Required action:
Pictures must not appear in the copy. Reproduce exactly, and only, the lines from the one with "label the black" through the end of the data below.

Records supplied:
BEGIN

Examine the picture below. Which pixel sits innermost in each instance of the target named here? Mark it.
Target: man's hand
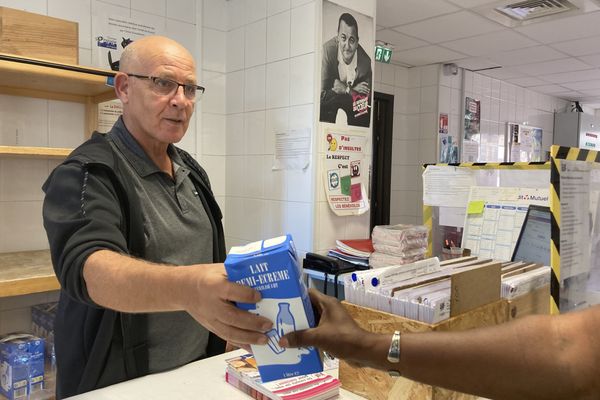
(339, 87)
(336, 334)
(362, 88)
(210, 301)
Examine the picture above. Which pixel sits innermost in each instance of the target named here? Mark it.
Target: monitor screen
(533, 244)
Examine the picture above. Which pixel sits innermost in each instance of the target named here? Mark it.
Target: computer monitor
(533, 244)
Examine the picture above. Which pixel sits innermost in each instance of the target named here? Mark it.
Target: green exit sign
(383, 54)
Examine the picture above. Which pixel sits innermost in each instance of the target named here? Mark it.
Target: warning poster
(345, 172)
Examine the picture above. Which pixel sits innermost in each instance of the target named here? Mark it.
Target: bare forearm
(127, 284)
(537, 357)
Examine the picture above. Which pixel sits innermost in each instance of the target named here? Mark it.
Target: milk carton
(21, 365)
(271, 267)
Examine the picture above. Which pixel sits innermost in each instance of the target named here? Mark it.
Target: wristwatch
(394, 353)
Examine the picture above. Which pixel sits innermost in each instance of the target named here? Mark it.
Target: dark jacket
(95, 346)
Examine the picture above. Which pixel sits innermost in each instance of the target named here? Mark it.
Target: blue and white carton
(271, 267)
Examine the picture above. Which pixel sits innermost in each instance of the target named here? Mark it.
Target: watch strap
(394, 351)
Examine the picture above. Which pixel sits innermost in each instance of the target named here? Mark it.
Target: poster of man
(346, 68)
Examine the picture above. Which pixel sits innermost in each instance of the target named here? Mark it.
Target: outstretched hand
(337, 333)
(212, 304)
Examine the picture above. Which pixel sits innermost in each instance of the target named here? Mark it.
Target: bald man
(136, 237)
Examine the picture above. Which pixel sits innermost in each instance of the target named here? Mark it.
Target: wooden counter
(26, 272)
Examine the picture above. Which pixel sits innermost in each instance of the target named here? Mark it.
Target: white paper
(112, 33)
(292, 149)
(108, 113)
(452, 216)
(447, 186)
(494, 232)
(575, 218)
(470, 151)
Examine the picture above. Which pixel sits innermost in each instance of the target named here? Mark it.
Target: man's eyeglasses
(168, 87)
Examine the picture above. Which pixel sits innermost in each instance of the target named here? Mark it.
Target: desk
(203, 379)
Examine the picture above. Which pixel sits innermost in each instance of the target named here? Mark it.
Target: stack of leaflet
(243, 374)
(520, 278)
(420, 290)
(355, 251)
(398, 244)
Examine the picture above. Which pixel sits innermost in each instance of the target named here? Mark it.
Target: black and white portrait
(346, 70)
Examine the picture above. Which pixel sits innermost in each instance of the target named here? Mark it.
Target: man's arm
(534, 357)
(131, 285)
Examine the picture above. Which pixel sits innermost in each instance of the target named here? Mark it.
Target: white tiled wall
(502, 102)
(269, 64)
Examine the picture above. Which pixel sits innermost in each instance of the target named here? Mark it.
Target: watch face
(394, 373)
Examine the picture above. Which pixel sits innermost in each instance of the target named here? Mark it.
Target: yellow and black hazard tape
(571, 154)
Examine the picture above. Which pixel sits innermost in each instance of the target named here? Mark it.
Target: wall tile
(254, 92)
(214, 134)
(213, 50)
(278, 84)
(387, 73)
(429, 99)
(300, 185)
(302, 79)
(213, 100)
(256, 43)
(303, 30)
(255, 10)
(278, 37)
(158, 7)
(329, 226)
(277, 6)
(299, 222)
(274, 217)
(78, 11)
(275, 182)
(235, 180)
(182, 10)
(235, 134)
(24, 121)
(254, 181)
(235, 49)
(254, 132)
(184, 33)
(34, 6)
(66, 124)
(27, 215)
(111, 8)
(214, 15)
(277, 121)
(22, 179)
(235, 92)
(216, 168)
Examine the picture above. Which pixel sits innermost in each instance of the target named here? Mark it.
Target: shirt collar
(134, 153)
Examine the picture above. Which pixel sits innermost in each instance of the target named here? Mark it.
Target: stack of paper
(398, 244)
(243, 374)
(523, 279)
(422, 290)
(355, 251)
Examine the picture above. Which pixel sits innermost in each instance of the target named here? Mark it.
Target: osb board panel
(378, 385)
(382, 322)
(535, 302)
(34, 35)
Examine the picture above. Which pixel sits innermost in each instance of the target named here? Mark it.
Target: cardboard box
(378, 385)
(38, 36)
(536, 302)
(271, 267)
(21, 366)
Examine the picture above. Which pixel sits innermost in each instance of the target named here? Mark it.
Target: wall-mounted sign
(383, 54)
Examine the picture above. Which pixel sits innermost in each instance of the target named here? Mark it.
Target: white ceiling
(557, 55)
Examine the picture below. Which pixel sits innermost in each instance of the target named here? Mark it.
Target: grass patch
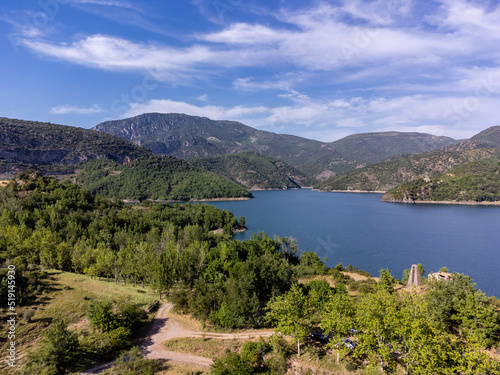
(181, 368)
(204, 347)
(66, 295)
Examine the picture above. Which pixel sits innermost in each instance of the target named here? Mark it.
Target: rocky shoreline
(390, 199)
(352, 191)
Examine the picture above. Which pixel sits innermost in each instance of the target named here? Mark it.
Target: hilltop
(45, 143)
(156, 178)
(254, 171)
(394, 171)
(477, 181)
(191, 136)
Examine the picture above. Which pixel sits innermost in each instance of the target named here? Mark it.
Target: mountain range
(251, 158)
(394, 171)
(186, 136)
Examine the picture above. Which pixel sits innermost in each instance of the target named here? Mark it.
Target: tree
(378, 317)
(231, 364)
(163, 268)
(338, 317)
(59, 348)
(424, 349)
(291, 314)
(386, 281)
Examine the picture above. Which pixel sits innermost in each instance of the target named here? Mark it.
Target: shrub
(28, 314)
(101, 315)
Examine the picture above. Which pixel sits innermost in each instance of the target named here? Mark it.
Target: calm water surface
(360, 230)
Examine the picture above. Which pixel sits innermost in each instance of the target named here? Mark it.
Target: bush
(58, 350)
(130, 315)
(101, 315)
(253, 352)
(231, 364)
(351, 366)
(28, 314)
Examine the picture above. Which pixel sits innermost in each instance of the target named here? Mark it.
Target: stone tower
(414, 279)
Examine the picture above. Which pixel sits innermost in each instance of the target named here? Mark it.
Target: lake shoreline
(135, 201)
(351, 191)
(463, 203)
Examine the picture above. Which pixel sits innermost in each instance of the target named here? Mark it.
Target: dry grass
(67, 297)
(204, 347)
(180, 368)
(328, 278)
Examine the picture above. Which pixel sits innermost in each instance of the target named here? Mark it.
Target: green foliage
(156, 178)
(458, 306)
(392, 172)
(386, 281)
(231, 364)
(254, 171)
(59, 347)
(186, 136)
(290, 313)
(101, 316)
(44, 143)
(310, 264)
(477, 181)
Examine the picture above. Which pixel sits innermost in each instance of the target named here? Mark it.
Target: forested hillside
(369, 327)
(156, 178)
(44, 143)
(397, 170)
(478, 181)
(254, 171)
(392, 172)
(188, 136)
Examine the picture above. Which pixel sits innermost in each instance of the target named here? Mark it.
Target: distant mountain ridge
(45, 143)
(477, 181)
(190, 136)
(392, 172)
(254, 171)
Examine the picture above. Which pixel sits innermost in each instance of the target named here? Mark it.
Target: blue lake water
(361, 230)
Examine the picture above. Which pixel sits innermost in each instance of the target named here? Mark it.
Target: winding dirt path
(164, 329)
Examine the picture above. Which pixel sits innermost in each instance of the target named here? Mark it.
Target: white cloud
(69, 109)
(109, 3)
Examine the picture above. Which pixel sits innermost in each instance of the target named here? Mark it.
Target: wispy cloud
(108, 3)
(69, 109)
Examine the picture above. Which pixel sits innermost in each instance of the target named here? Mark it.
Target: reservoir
(360, 230)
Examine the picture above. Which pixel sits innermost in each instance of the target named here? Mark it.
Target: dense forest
(156, 178)
(255, 171)
(45, 143)
(478, 181)
(232, 284)
(394, 171)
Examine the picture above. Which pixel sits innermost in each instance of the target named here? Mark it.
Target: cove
(361, 230)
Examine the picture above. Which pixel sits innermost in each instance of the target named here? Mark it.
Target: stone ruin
(415, 279)
(442, 276)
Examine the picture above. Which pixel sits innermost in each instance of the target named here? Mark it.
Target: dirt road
(164, 328)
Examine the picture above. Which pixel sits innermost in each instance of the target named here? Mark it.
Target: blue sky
(318, 69)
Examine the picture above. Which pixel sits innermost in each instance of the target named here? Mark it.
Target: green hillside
(254, 171)
(162, 178)
(44, 143)
(190, 136)
(392, 172)
(490, 135)
(477, 181)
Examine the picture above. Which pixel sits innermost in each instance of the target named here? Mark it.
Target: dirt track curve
(164, 329)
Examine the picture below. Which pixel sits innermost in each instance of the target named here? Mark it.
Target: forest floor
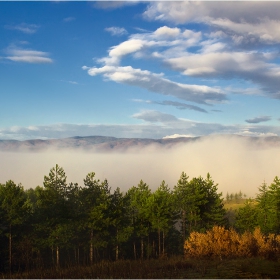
(172, 268)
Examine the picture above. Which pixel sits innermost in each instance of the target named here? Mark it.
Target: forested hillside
(62, 224)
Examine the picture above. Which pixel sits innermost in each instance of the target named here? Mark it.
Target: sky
(139, 69)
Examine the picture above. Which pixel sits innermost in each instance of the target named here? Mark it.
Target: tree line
(60, 223)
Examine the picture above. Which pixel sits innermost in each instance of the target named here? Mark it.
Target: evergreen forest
(64, 224)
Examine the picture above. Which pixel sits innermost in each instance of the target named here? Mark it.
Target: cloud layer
(235, 164)
(154, 124)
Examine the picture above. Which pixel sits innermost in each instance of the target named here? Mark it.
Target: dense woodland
(63, 224)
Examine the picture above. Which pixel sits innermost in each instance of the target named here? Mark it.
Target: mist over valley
(234, 162)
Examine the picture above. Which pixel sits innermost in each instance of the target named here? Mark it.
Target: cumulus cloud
(180, 12)
(155, 116)
(27, 56)
(157, 83)
(154, 124)
(114, 4)
(69, 19)
(259, 119)
(116, 31)
(178, 105)
(24, 27)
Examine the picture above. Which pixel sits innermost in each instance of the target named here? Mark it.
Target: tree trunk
(159, 249)
(57, 256)
(78, 253)
(10, 249)
(148, 254)
(184, 225)
(91, 247)
(117, 252)
(117, 248)
(142, 248)
(163, 242)
(134, 250)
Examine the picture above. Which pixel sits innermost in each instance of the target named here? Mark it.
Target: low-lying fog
(235, 164)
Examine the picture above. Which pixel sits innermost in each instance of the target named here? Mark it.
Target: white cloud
(116, 31)
(167, 32)
(28, 56)
(155, 125)
(259, 119)
(24, 27)
(69, 19)
(157, 83)
(201, 11)
(177, 136)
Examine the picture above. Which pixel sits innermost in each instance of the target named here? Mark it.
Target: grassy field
(176, 268)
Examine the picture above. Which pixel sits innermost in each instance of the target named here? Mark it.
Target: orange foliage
(223, 243)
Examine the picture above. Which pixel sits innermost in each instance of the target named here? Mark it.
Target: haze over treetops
(139, 69)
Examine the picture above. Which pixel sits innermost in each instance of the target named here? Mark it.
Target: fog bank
(235, 164)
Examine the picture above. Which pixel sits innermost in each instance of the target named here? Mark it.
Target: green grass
(175, 268)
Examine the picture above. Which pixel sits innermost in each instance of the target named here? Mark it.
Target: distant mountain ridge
(107, 143)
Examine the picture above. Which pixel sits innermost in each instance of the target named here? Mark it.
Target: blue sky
(139, 69)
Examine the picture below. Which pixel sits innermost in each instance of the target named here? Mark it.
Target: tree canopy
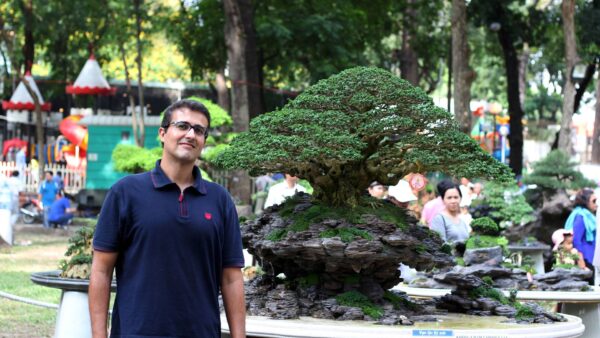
(361, 125)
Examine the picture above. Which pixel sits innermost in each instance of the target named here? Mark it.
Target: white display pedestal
(6, 231)
(73, 317)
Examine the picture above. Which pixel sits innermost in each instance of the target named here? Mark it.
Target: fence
(74, 179)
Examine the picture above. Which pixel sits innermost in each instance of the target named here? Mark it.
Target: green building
(104, 133)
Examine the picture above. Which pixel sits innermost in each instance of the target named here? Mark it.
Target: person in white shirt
(278, 192)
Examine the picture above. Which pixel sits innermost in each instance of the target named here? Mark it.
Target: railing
(74, 179)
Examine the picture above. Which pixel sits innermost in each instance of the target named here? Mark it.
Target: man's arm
(99, 291)
(232, 289)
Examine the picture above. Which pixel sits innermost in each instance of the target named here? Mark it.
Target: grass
(16, 264)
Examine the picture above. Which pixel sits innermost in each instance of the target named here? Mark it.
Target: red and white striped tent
(91, 81)
(21, 100)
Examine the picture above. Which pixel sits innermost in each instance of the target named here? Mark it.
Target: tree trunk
(587, 78)
(523, 61)
(28, 47)
(138, 38)
(222, 91)
(134, 123)
(240, 39)
(568, 16)
(39, 128)
(596, 135)
(409, 62)
(463, 75)
(511, 63)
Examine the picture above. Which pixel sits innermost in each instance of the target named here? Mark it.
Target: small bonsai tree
(361, 125)
(556, 173)
(504, 204)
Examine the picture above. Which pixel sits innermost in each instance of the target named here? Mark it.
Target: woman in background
(582, 221)
(448, 223)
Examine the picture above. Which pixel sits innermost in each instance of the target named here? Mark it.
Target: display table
(73, 316)
(583, 304)
(535, 252)
(452, 325)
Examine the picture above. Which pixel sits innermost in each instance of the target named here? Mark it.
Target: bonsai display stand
(535, 252)
(452, 325)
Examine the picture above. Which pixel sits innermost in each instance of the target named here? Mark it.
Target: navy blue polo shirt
(172, 249)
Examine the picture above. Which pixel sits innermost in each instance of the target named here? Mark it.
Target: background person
(280, 191)
(47, 194)
(582, 221)
(448, 223)
(61, 212)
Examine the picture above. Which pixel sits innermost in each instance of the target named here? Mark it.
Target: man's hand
(232, 289)
(103, 265)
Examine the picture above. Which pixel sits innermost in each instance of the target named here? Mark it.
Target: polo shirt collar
(160, 179)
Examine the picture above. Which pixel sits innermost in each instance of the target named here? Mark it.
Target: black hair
(446, 185)
(583, 197)
(185, 103)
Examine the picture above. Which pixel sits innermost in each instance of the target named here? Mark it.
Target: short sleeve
(437, 225)
(232, 244)
(106, 237)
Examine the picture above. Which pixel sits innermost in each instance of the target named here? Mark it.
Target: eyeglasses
(185, 126)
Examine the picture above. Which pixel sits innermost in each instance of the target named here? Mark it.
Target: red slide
(73, 132)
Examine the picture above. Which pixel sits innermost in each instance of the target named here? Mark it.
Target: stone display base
(452, 325)
(584, 304)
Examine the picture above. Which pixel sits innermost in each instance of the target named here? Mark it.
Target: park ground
(35, 249)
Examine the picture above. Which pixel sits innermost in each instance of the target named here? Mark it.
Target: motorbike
(32, 211)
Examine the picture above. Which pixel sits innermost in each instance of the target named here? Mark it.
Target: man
(47, 194)
(59, 181)
(174, 240)
(280, 191)
(377, 190)
(60, 211)
(15, 187)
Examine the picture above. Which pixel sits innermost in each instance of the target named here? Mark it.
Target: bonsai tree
(555, 173)
(504, 204)
(361, 125)
(342, 133)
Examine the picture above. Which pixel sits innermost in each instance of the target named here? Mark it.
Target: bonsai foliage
(361, 125)
(503, 203)
(485, 226)
(557, 172)
(486, 233)
(79, 254)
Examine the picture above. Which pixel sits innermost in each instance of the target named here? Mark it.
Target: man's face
(183, 146)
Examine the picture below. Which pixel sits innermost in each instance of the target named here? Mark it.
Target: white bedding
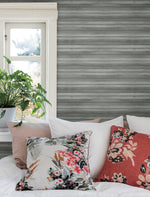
(10, 175)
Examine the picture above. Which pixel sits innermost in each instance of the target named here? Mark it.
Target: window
(28, 33)
(25, 46)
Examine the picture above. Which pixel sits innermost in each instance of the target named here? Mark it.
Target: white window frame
(30, 13)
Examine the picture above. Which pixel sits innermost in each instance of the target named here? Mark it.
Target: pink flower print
(71, 182)
(119, 178)
(70, 162)
(79, 139)
(86, 169)
(56, 182)
(77, 169)
(144, 182)
(78, 153)
(69, 138)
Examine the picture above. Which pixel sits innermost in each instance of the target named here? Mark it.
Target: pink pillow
(19, 135)
(128, 158)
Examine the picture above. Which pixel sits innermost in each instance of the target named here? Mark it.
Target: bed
(10, 174)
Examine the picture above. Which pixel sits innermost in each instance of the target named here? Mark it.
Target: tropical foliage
(17, 90)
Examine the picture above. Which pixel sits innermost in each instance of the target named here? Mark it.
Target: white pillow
(99, 140)
(32, 119)
(139, 124)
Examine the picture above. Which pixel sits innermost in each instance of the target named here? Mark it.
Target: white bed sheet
(10, 175)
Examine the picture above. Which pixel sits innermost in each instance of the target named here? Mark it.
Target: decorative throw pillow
(128, 158)
(139, 124)
(99, 139)
(19, 135)
(38, 120)
(57, 163)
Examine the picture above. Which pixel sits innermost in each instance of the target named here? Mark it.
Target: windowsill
(5, 135)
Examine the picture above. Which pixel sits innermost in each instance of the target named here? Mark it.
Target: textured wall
(103, 58)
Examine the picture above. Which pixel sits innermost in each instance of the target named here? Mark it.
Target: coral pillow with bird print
(128, 158)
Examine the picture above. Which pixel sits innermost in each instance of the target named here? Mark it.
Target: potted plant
(17, 90)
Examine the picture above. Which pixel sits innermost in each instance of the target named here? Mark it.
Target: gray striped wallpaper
(103, 58)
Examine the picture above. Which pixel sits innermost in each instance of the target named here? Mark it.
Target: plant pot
(9, 116)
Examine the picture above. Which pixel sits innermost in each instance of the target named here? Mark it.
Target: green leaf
(19, 124)
(24, 104)
(2, 114)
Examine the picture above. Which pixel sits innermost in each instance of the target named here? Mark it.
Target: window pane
(25, 42)
(32, 68)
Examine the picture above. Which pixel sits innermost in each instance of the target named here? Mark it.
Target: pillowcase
(38, 120)
(57, 163)
(99, 139)
(128, 158)
(19, 135)
(139, 124)
(125, 124)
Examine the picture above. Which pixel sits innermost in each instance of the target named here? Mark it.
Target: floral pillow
(128, 158)
(57, 163)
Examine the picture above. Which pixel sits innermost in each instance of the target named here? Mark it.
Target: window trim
(41, 58)
(32, 12)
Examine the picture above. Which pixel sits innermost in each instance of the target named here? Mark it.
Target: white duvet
(10, 175)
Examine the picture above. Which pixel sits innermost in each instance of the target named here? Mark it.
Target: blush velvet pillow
(57, 163)
(99, 139)
(33, 127)
(128, 158)
(19, 135)
(139, 124)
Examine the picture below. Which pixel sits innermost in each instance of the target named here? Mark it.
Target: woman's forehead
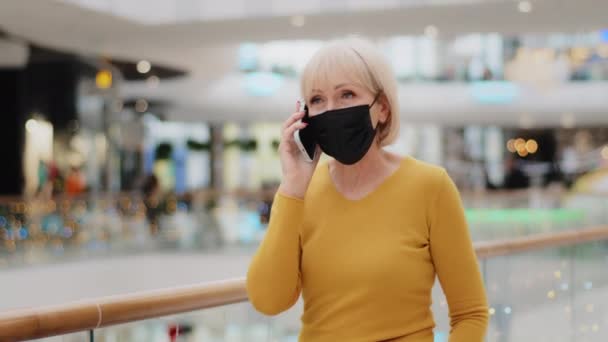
(332, 81)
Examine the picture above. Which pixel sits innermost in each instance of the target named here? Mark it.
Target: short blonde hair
(360, 61)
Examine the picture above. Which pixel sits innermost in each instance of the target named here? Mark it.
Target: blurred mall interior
(139, 145)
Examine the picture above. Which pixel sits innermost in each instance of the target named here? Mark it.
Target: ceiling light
(525, 6)
(511, 146)
(431, 31)
(31, 125)
(143, 66)
(605, 152)
(532, 146)
(298, 20)
(103, 79)
(141, 105)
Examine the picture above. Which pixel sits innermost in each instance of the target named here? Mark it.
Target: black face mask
(345, 134)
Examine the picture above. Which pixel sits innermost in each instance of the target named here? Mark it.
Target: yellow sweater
(366, 267)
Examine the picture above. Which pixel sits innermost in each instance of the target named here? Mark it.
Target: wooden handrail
(82, 316)
(21, 325)
(490, 249)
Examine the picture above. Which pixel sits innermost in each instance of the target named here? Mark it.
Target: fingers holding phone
(297, 160)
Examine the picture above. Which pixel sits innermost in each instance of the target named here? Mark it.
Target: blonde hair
(360, 61)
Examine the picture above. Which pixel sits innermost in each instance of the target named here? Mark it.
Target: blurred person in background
(152, 200)
(75, 182)
(363, 236)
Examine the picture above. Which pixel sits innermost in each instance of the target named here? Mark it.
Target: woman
(363, 235)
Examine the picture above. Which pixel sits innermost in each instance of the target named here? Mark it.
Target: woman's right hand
(297, 172)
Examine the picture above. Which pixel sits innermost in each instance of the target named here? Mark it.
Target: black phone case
(306, 136)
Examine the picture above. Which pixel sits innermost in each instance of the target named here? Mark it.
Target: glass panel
(590, 291)
(558, 294)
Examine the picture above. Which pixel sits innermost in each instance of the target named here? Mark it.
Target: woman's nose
(331, 105)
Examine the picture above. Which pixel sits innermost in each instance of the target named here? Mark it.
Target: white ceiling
(207, 48)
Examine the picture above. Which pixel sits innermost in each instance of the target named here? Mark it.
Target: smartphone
(304, 137)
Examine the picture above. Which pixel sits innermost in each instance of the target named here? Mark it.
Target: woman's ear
(385, 109)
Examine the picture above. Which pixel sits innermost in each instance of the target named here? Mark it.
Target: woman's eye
(315, 100)
(348, 95)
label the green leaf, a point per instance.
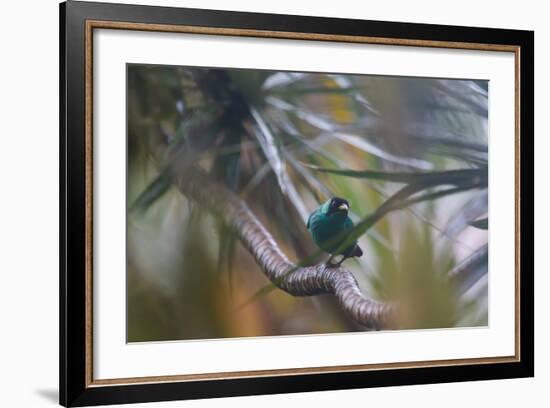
(428, 177)
(152, 192)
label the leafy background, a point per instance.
(274, 138)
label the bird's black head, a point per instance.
(337, 205)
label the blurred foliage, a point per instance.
(285, 142)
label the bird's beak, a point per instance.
(344, 207)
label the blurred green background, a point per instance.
(258, 133)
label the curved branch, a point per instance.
(301, 281)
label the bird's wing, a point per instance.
(348, 224)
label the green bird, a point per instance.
(328, 225)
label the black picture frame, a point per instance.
(75, 387)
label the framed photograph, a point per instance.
(256, 204)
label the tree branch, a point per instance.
(297, 281)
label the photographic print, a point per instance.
(266, 203)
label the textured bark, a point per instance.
(297, 281)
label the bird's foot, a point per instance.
(337, 264)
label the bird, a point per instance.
(328, 225)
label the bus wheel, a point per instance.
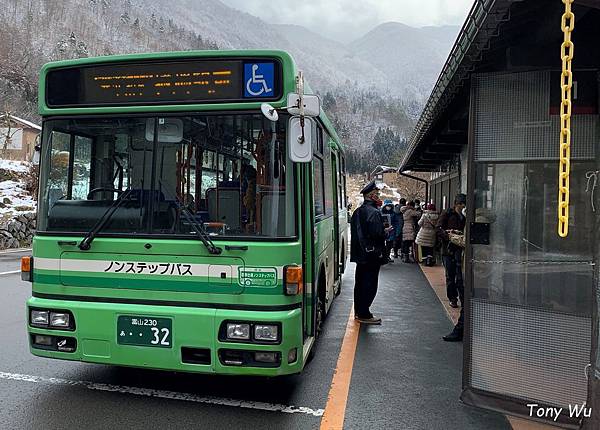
(320, 304)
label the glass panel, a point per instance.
(318, 190)
(60, 158)
(526, 262)
(100, 157)
(230, 172)
(328, 178)
(82, 168)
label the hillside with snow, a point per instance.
(17, 206)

END

Output below:
label the black picture frame, a point per instance.
(75, 387)
label the framed photograph, a point per instance.
(256, 204)
label the tree branch, a point per instance.
(297, 281)
label the photographic print, a point per instance.
(266, 203)
label the textured bark, a point per instance.
(297, 281)
label the bird's foot, a point per instance.
(337, 264)
label the bird, a point per instance.
(328, 225)
label the bus wheel, a point per instance.
(320, 304)
label the glass panel, a point per instance.
(318, 190)
(60, 158)
(526, 262)
(100, 157)
(230, 172)
(328, 178)
(82, 168)
label the hillside with snow, a point per instance.
(17, 206)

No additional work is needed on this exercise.